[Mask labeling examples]
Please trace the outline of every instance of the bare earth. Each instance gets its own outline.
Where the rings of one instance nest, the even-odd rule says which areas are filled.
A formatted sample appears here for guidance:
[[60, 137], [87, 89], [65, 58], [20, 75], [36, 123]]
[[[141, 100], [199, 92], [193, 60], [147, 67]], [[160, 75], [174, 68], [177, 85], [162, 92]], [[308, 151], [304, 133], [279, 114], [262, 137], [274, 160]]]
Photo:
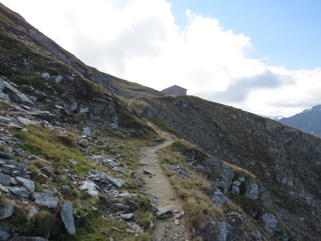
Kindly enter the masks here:
[[[174, 214], [179, 214], [182, 213], [183, 211], [183, 202], [180, 198], [177, 196], [176, 192], [172, 187], [166, 175], [162, 173], [160, 165], [155, 153], [156, 150], [160, 147], [167, 146], [172, 142], [170, 138], [168, 137], [168, 138], [169, 140], [165, 141], [160, 145], [143, 148], [139, 156], [139, 162], [144, 164], [140, 165], [138, 171], [146, 181], [146, 190], [155, 196], [153, 198], [155, 201], [153, 203], [159, 208], [166, 207], [173, 211], [172, 214], [167, 216], [166, 218], [155, 218], [153, 220], [154, 226], [151, 232], [152, 237], [151, 240], [153, 241], [190, 240], [189, 231], [184, 224], [185, 215], [183, 214], [179, 219], [174, 217]], [[152, 171], [155, 175], [149, 177], [148, 174], [144, 173], [144, 169]], [[177, 225], [175, 224], [175, 219], [178, 219], [179, 224]]]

*Requirements*: Change "bare earth" to "exposed soil" in the lines above and write all of them out again with nothing else altered. Leave the pictures out.

*Result*:
Please trace the outline of every instance of the exposed soil. Each instance gets its own outline.
Where the rings of one instance nest, the even-odd rule says which areas are filled.
A formatted sample appears here for guidance:
[[60, 137], [87, 89], [65, 58], [20, 75], [36, 123]]
[[[141, 100], [199, 92], [193, 60], [147, 67]], [[160, 75], [174, 68], [177, 85], [162, 92]], [[308, 151], [304, 133], [279, 114], [262, 137], [274, 160]]]
Photo:
Kindly enter the masks here:
[[[174, 214], [179, 214], [182, 213], [183, 211], [183, 202], [180, 198], [177, 196], [176, 192], [172, 187], [166, 175], [162, 173], [160, 165], [155, 153], [156, 150], [160, 147], [167, 146], [172, 142], [170, 138], [168, 137], [168, 138], [169, 140], [165, 141], [160, 145], [143, 148], [139, 156], [139, 162], [144, 164], [140, 165], [138, 171], [146, 181], [146, 190], [155, 196], [153, 198], [155, 201], [153, 203], [159, 208], [166, 207], [173, 211], [172, 214], [167, 216], [166, 218], [155, 218], [153, 220], [154, 226], [151, 232], [152, 237], [151, 240], [153, 241], [190, 240], [189, 231], [184, 224], [185, 215], [183, 214], [179, 219], [174, 217]], [[152, 171], [155, 175], [149, 177], [148, 174], [144, 173], [144, 169]], [[177, 225], [175, 224], [175, 219], [178, 219], [179, 224]]]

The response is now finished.